Where the line containing "Tag a point on every instance of the water" appears in the records below, begin there and write out each line exactly until the last one, and nothing more.

* EXTRACTED ENTRIES *
—————

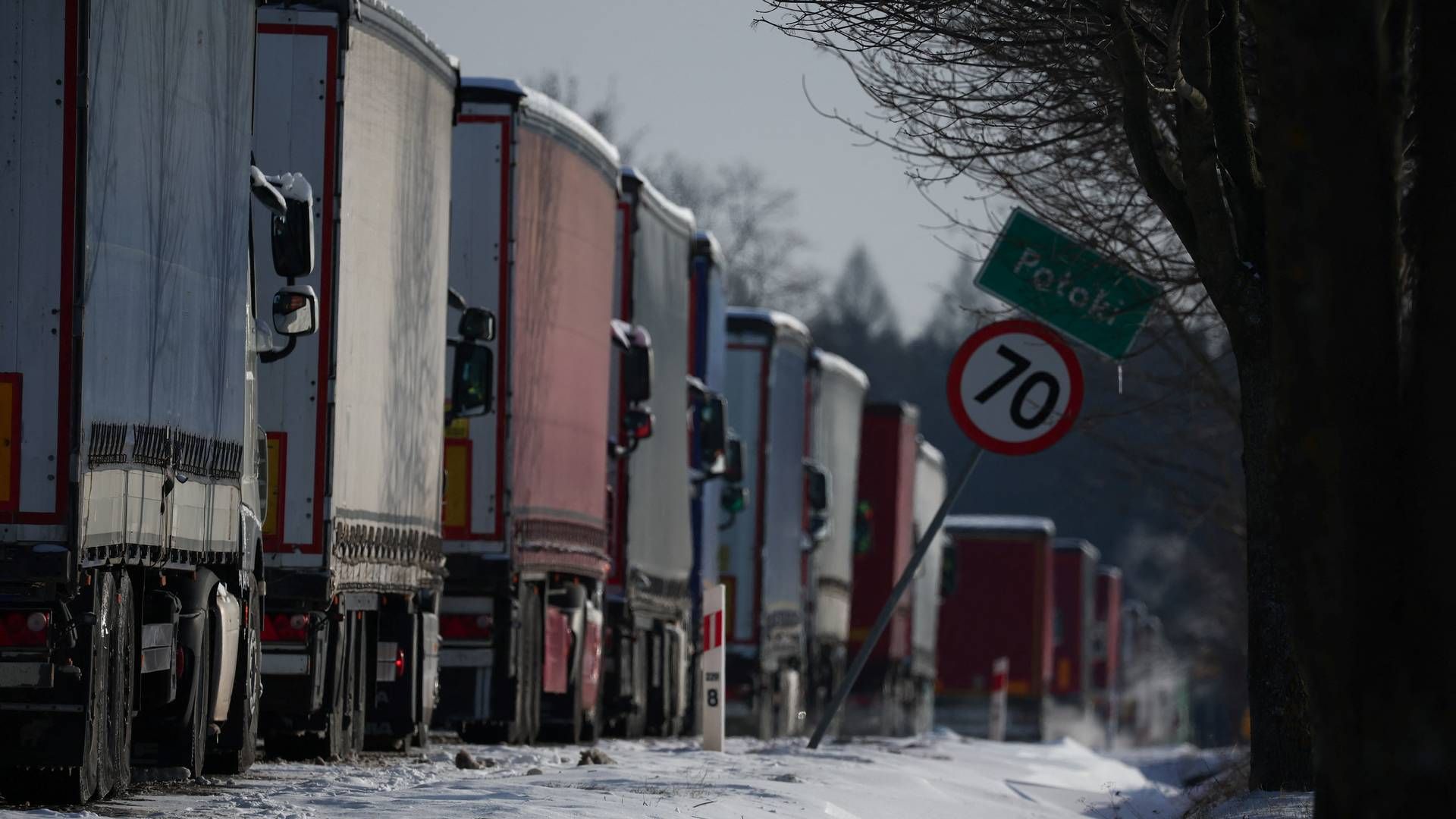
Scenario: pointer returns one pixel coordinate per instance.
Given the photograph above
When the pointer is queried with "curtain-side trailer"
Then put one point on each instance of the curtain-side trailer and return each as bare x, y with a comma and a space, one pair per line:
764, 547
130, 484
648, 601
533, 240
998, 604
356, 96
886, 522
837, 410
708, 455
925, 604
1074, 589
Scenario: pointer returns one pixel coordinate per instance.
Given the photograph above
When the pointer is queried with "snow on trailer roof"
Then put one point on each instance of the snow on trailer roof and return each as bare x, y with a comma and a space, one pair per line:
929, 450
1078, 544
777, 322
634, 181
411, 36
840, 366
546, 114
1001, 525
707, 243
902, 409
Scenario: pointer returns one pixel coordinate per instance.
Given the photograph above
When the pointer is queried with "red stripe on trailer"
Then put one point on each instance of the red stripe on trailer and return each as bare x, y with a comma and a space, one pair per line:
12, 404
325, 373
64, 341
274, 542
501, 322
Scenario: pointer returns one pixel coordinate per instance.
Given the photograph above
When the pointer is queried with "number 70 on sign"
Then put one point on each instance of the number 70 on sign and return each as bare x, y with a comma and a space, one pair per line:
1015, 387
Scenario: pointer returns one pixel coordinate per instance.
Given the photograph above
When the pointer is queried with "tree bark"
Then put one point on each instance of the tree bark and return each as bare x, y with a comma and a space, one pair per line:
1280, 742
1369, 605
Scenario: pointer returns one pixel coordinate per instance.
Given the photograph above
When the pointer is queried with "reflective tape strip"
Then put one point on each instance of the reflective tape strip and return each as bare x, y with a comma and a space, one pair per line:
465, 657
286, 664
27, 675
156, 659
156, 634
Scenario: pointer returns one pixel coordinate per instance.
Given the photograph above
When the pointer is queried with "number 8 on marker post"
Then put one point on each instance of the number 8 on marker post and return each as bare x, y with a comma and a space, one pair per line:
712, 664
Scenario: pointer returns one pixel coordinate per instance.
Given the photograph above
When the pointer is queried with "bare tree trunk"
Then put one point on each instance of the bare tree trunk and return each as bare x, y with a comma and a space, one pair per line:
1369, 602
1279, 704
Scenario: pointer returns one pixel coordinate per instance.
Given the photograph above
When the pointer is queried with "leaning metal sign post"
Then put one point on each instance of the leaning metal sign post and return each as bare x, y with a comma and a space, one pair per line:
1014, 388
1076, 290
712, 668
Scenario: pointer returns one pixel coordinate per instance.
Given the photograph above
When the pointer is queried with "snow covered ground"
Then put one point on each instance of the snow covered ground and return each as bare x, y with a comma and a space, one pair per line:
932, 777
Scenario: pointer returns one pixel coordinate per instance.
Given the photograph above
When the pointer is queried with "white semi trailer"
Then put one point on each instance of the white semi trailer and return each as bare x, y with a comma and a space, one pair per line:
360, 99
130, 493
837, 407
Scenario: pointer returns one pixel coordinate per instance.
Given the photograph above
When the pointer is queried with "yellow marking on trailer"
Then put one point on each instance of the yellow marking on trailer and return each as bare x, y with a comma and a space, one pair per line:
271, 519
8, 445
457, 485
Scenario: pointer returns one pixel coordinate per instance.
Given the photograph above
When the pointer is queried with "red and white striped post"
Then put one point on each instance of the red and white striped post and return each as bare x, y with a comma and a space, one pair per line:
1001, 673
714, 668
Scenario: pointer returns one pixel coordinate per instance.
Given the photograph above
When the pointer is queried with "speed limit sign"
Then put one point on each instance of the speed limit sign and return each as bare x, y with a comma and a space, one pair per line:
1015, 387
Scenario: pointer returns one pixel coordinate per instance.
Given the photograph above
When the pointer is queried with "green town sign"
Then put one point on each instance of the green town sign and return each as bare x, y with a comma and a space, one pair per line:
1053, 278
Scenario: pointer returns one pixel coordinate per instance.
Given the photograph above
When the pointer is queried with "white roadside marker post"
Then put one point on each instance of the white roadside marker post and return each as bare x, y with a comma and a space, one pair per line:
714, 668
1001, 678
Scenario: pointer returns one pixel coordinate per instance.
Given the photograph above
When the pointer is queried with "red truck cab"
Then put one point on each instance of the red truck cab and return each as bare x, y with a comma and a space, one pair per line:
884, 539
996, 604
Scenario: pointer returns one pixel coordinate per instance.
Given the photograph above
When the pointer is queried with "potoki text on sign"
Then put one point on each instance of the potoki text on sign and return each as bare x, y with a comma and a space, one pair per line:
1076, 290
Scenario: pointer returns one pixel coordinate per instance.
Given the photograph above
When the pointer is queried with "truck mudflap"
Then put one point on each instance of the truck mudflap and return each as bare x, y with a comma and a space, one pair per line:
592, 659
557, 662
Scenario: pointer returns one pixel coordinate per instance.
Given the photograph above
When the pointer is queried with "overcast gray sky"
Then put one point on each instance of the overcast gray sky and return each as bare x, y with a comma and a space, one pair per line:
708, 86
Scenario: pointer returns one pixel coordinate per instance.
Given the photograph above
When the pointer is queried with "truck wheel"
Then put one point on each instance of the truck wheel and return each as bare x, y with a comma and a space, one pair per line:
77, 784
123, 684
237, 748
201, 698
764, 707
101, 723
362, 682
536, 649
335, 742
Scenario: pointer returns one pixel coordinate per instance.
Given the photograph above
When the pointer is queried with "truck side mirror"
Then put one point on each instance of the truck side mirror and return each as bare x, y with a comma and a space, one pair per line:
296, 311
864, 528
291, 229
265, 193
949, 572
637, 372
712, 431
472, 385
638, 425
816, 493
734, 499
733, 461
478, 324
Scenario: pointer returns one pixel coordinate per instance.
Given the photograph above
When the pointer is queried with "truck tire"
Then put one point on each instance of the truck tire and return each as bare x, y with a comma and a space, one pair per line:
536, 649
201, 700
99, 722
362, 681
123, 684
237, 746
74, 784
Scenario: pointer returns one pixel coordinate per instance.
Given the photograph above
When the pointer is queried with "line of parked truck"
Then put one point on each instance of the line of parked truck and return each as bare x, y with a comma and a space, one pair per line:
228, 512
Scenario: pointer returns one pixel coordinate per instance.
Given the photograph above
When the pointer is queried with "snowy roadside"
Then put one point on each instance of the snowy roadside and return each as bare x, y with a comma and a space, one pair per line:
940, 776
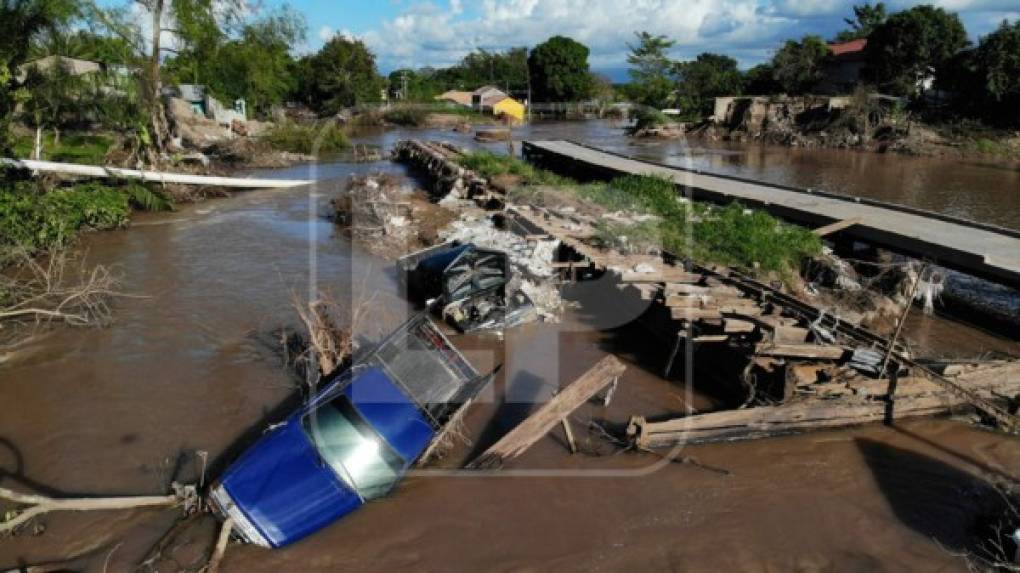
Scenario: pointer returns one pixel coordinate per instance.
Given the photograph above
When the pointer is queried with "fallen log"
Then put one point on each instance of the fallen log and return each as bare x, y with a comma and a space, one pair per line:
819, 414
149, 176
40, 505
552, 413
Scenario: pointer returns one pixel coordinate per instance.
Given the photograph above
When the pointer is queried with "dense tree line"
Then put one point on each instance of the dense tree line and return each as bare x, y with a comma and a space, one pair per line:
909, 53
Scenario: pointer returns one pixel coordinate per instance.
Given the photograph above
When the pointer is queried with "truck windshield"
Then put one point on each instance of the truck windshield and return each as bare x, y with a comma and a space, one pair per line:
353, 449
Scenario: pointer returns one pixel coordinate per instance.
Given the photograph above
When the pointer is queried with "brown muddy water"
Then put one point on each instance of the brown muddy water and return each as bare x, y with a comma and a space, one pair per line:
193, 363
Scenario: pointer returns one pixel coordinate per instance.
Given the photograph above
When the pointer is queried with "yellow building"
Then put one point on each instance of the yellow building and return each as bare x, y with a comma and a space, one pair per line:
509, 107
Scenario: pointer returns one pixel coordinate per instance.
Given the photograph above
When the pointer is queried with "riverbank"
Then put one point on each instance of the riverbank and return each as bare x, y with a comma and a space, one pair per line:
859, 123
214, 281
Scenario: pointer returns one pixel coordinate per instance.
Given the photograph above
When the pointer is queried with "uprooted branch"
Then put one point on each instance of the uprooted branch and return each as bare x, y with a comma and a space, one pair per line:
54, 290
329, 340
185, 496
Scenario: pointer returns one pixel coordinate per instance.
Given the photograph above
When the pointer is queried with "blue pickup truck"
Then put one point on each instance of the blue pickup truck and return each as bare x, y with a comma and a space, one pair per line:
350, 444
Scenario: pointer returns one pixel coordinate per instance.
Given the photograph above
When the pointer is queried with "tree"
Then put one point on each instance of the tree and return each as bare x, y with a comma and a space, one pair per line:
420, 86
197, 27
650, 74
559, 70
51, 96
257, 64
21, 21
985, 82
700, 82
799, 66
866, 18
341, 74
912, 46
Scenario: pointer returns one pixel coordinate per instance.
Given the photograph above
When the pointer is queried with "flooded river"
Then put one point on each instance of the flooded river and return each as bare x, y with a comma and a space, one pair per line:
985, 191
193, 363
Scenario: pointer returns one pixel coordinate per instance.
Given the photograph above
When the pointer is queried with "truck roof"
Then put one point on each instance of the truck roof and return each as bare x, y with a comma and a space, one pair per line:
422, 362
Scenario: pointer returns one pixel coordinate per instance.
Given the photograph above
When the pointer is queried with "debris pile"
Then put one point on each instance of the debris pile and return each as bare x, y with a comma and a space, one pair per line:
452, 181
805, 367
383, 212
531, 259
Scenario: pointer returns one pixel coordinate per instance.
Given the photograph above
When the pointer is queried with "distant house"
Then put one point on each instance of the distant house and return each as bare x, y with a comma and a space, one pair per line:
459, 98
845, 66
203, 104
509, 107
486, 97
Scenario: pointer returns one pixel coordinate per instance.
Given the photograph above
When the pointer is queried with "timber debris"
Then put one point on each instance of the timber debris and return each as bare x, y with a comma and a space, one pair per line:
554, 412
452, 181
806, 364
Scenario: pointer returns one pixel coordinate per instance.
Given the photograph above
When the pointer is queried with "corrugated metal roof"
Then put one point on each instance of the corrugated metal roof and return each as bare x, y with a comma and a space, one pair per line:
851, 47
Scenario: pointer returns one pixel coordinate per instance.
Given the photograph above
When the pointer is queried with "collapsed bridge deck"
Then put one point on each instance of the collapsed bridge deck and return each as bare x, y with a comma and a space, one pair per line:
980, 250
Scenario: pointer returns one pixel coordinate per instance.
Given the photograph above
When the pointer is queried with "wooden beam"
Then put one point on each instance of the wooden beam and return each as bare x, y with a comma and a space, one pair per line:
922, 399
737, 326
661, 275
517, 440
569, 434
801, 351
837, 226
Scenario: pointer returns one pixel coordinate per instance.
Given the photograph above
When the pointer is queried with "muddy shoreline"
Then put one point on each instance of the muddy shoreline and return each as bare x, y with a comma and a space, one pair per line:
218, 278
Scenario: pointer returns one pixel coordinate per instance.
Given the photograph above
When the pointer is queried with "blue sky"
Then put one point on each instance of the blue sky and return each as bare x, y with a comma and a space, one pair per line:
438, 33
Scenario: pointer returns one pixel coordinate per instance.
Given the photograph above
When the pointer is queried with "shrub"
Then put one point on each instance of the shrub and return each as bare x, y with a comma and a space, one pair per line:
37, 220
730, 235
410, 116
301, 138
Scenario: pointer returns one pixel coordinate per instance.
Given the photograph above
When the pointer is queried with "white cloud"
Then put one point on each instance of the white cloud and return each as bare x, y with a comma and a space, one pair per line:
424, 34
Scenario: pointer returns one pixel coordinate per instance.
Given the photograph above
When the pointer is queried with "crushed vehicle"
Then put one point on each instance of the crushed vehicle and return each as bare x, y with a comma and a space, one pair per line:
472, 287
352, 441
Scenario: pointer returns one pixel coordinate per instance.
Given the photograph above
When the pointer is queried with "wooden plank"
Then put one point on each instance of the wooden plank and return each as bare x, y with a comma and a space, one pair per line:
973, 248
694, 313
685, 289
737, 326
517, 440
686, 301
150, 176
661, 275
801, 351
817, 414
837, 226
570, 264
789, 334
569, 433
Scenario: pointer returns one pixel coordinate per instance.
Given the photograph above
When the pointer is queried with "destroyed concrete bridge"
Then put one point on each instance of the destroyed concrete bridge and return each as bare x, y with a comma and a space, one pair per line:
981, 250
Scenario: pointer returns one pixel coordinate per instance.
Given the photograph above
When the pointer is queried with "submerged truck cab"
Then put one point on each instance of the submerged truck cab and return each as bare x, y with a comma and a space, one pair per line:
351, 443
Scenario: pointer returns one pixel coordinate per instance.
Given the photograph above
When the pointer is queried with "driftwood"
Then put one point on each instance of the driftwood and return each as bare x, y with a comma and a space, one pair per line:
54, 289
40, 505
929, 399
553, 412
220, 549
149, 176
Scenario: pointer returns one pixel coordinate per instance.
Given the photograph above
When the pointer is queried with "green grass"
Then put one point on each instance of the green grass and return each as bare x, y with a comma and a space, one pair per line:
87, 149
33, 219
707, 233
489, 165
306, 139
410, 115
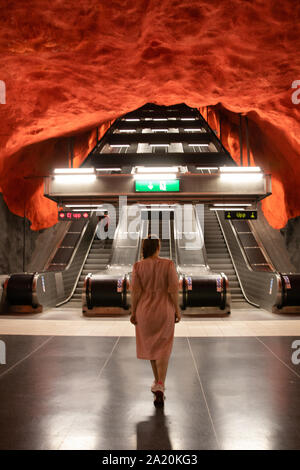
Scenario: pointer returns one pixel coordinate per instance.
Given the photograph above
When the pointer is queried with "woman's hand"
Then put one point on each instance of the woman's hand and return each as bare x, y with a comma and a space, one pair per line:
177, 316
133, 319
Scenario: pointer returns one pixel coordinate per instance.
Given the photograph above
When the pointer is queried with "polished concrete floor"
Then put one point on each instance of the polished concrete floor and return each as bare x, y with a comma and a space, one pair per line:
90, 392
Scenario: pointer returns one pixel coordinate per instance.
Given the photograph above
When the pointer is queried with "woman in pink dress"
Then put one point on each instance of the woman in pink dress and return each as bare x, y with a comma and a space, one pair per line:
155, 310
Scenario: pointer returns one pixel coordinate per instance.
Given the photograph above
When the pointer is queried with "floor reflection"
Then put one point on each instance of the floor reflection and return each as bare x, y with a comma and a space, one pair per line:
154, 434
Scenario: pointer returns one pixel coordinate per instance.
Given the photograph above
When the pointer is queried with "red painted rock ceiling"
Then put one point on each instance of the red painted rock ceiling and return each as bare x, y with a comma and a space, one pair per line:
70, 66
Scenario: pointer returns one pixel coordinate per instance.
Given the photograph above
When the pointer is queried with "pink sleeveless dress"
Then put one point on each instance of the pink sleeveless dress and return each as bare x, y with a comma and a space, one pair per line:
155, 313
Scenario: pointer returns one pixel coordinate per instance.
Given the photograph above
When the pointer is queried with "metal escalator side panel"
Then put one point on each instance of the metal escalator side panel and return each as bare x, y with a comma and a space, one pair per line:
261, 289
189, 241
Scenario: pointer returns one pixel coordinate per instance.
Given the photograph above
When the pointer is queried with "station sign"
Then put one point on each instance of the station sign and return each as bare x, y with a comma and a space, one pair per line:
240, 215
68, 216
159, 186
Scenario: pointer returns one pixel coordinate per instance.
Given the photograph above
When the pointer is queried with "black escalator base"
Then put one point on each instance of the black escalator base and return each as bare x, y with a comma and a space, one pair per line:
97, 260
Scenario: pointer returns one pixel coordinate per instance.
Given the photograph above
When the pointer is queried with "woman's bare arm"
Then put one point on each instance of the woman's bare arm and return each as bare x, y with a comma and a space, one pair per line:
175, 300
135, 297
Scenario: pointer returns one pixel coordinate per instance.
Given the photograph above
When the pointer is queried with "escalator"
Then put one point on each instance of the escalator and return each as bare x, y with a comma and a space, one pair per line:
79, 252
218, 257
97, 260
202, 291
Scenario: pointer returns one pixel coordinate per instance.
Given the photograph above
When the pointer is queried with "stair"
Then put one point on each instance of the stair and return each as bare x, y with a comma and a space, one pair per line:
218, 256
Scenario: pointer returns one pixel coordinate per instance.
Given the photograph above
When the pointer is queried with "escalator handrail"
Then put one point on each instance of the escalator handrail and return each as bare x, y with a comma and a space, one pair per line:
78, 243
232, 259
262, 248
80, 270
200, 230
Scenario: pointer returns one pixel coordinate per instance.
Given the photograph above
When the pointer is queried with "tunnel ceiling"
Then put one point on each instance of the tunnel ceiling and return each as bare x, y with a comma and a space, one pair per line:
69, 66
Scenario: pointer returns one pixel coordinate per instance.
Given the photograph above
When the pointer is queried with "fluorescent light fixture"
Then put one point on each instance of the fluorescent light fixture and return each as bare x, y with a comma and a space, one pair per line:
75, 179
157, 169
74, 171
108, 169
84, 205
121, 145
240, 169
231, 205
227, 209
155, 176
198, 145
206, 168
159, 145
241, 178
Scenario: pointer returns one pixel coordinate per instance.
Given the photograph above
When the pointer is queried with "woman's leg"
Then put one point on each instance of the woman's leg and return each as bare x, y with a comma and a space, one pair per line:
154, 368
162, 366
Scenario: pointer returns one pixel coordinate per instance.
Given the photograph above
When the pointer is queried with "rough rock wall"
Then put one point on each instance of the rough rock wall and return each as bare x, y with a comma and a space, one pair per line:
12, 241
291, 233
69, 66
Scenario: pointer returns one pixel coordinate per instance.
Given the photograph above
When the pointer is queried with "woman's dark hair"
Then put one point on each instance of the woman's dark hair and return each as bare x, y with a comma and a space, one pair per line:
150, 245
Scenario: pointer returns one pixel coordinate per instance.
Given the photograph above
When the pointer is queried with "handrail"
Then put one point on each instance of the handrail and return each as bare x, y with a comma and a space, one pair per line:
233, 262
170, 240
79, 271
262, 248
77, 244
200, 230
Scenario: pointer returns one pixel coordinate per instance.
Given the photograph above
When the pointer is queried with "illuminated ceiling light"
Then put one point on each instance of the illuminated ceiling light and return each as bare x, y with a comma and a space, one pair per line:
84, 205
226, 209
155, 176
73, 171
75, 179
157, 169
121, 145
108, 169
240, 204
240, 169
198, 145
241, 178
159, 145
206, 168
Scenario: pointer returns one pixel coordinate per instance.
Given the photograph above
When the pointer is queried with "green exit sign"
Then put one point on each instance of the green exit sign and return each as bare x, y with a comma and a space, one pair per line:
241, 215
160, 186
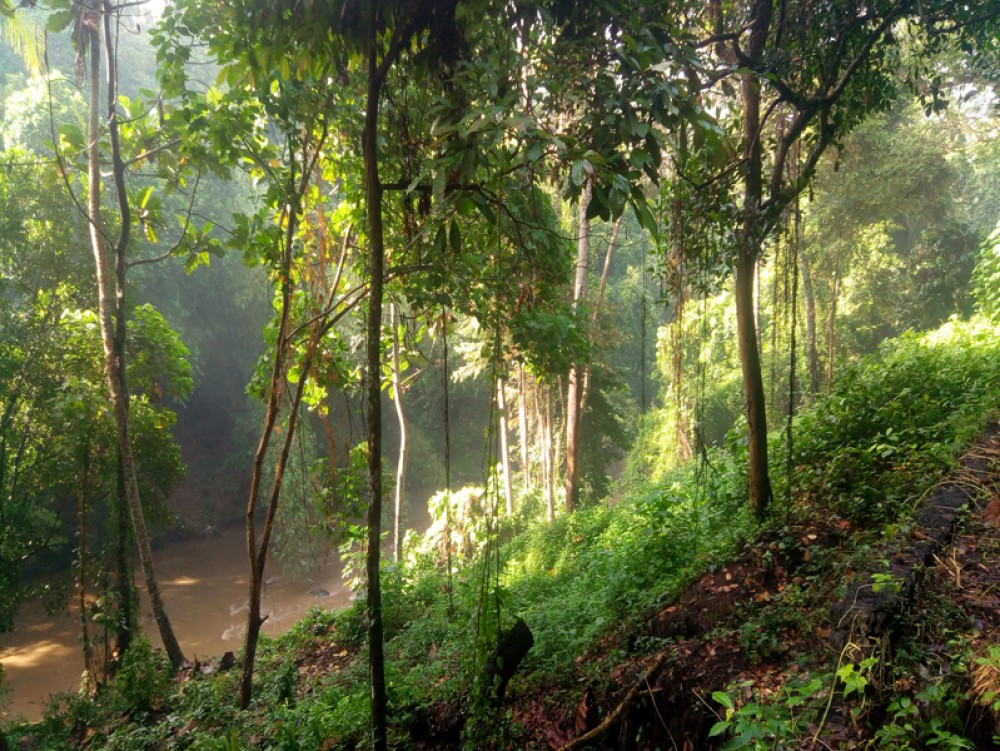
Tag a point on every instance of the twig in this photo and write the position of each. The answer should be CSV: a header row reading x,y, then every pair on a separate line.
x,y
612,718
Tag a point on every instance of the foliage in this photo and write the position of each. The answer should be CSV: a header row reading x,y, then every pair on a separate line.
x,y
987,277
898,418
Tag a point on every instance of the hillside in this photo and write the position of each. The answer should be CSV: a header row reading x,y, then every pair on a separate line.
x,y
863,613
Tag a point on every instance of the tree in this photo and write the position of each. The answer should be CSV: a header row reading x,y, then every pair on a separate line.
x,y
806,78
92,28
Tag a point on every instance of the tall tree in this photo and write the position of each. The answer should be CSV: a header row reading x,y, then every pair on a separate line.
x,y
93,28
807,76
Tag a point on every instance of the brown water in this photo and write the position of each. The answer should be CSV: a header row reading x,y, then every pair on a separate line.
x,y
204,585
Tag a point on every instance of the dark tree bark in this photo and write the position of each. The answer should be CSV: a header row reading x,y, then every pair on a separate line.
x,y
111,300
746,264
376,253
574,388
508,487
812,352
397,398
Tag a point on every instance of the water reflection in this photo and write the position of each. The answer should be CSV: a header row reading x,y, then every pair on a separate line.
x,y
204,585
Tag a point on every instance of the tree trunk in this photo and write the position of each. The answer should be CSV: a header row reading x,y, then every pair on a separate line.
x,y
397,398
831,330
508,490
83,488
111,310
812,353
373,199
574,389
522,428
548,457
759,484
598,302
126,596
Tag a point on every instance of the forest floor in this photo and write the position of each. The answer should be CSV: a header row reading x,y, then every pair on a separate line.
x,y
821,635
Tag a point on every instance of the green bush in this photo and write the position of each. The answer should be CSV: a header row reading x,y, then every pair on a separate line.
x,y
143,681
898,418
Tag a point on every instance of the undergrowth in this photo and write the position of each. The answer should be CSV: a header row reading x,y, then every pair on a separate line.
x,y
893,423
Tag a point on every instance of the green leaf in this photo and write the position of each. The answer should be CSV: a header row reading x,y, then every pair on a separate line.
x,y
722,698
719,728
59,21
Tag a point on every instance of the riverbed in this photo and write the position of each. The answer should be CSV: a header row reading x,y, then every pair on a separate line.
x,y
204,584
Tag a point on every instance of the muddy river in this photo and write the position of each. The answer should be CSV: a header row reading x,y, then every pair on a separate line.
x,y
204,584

—————

* EXERCISE ANSWER *
Tag a point on every instance of the water reflection in this photo and write the position of each. The answer should be CSV: a header row reading x,y, then every pair on a separate line.
x,y
204,585
Tag a point on every instance of the tree trunk in this photo and write the position of each. The answer should be CSV: a header row reading x,y, then every pair on a separate line.
x,y
397,398
831,330
508,490
83,488
111,310
812,353
373,199
574,389
522,428
548,457
759,484
598,302
126,596
Tag a point on every instance of the forest floor in this photo and write the position of each. The answer should be CSV: a header row reading x,y, then every pair on a separate line.
x,y
821,635
Tag a point on every instance of the green bush in this photo and write the position of each. The answer should be CSV: a header row reading x,y, then every pair on a separate line.
x,y
143,681
898,418
Tag a point on every instance of the undergrowth in this photo and write the position of each. The answer should be CSV: a header row reading x,y, then every pair on a separate line.
x,y
893,423
Tag a point on every instance of the green leaf in this photo and write the position of each. The answer should be CSV: a header row reading x,y, then every pair on a separate line.
x,y
722,698
719,728
59,21
Tag a point on every instance of the riverbed in this photo and write the position of each. The answer should be CSV: a header row reading x,y, then every pair on a separate line.
x,y
204,584
Tag a point on every instance of the muddy river in this photo and write the position of each. The answer should be CSV: a header row reading x,y, then every pair on a separate line.
x,y
204,584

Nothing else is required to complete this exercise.